◆ Your assignment ◆
Keep the pictures out, please, and set down every record exactly.

◆ Dataset entries ◆

===============

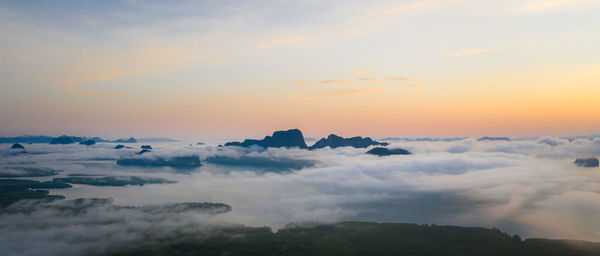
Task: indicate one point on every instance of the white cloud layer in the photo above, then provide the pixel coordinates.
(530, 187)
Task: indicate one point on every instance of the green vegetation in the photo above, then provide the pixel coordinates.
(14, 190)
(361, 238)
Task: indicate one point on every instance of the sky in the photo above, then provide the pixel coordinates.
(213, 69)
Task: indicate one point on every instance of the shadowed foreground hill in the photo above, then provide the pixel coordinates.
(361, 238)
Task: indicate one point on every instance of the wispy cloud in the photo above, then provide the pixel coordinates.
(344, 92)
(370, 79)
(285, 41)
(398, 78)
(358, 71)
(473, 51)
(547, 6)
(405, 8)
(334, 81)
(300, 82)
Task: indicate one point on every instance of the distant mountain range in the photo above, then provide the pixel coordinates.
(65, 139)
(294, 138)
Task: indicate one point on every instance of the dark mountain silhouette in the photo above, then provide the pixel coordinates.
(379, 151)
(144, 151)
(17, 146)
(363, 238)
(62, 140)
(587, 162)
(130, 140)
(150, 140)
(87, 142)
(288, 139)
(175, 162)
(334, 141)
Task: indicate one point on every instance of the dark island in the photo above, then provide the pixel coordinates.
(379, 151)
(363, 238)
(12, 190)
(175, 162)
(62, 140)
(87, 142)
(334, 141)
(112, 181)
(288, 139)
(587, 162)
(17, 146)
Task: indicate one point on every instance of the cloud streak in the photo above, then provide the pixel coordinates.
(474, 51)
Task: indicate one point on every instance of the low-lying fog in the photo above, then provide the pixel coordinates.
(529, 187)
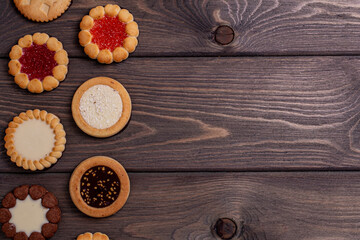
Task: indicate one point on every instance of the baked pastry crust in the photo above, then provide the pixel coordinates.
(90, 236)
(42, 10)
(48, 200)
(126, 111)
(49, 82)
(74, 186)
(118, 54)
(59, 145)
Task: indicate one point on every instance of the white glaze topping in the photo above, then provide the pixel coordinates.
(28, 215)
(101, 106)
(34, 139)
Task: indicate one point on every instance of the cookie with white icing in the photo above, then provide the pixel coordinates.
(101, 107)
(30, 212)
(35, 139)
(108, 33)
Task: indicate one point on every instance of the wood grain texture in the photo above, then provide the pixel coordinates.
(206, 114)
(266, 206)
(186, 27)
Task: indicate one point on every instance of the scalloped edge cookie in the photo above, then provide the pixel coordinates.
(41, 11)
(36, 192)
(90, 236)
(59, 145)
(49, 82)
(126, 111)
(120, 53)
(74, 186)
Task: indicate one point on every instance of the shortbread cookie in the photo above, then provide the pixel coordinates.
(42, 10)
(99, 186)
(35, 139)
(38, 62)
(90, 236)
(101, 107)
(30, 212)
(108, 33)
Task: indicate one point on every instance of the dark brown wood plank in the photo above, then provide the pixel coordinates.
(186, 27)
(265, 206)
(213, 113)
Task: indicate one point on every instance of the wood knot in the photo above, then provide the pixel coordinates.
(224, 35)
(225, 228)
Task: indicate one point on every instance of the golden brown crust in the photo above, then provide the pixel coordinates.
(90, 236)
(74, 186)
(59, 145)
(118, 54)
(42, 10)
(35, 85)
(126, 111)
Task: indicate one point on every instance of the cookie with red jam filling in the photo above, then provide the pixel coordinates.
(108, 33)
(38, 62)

===============

◆ Response area ◆
Task: indicate one point on every instance of the white cloud layer in the photo above, then provide the pixel coordinates.
(530, 187)
Task: indicate one point on every instance of the green vegetation in the photo above, then provide the pixel coordinates.
(14, 190)
(361, 238)
Task: indicate one point on every instance of the sky in the photo above, then provide the pixel coordinates.
(213, 69)
Task: indicate one point on every instance of the shadowed foreground hill in the photo above, then provide the pixel coordinates.
(361, 238)
Task: indicate one point on every instance of the wispy cloud in the photo above, then provide the pixel coordinates.
(344, 92)
(370, 79)
(285, 41)
(398, 78)
(358, 71)
(473, 51)
(547, 6)
(405, 8)
(334, 81)
(300, 82)
Task: indicate one point on every instance of the distant mountain range in the photo above, then provide the pixel coordinates.
(65, 139)
(294, 138)
Task: indicate one point on every instance of the dark mountain silhouette in the photo above, then provide the pixel coordinates.
(379, 151)
(144, 151)
(17, 146)
(363, 238)
(62, 140)
(587, 162)
(130, 140)
(150, 140)
(87, 142)
(288, 139)
(175, 162)
(334, 141)
Task: indicate one point on every instance of the dark island in the photo above, then provide the pixel coordinates.
(379, 151)
(363, 238)
(12, 190)
(175, 162)
(62, 140)
(87, 142)
(334, 141)
(112, 181)
(288, 139)
(587, 162)
(17, 146)
Task: indicate one point on every instance of the cloud streak in the photo above, then provide the pixel coordinates.
(474, 51)
Task: indicate one point on every instance of the low-lying fog in the photo above, then provide the pixel coordinates.
(529, 187)
Task: indicate one point on every instance of the baked pastry crust in the photo above, then provide the pixel coordinates.
(90, 236)
(42, 10)
(48, 200)
(126, 111)
(49, 82)
(74, 186)
(118, 54)
(59, 145)
Task: indicate one point on every instance of the white glaze topping in the photo above, then provide the pixel coordinates.
(28, 215)
(101, 106)
(34, 139)
Task: indicate one point on every instance of the cookie with white icing in the photo above, then provide the pixel coordinates.
(101, 107)
(30, 212)
(35, 139)
(108, 33)
Task: indicate one point on every instance of the wood grain texture in the photo above, then provide the pixel coordinates.
(206, 114)
(266, 206)
(186, 27)
Task: indicate one point on every instance of the scalloped edge cookie in the photo above, then provide the pixel coordinates.
(41, 11)
(36, 192)
(90, 236)
(59, 145)
(49, 82)
(126, 111)
(120, 53)
(74, 186)
Task: indicate one point on every instance of the shortbread cookie in the photo above, then provide the pixel coordinates.
(42, 10)
(99, 186)
(35, 139)
(38, 62)
(90, 236)
(101, 107)
(30, 212)
(108, 33)
Task: indicate one point on every instance of the dark brown wood plank in the photo above, then provide the pixel coordinates.
(186, 27)
(265, 206)
(213, 113)
Task: indicate one point on every instance of the wood knot in the photo above, then provide the pixel coordinates.
(224, 35)
(225, 228)
Task: indicate one point on every instance of the golden brown crust in the photo above, then provide the pixel coordinates.
(90, 236)
(74, 186)
(59, 145)
(118, 54)
(42, 10)
(35, 85)
(126, 111)
Task: indicate one point on every instance of the cookie with red jam filling in the photo above, then provide the pixel coordinates.
(108, 33)
(38, 62)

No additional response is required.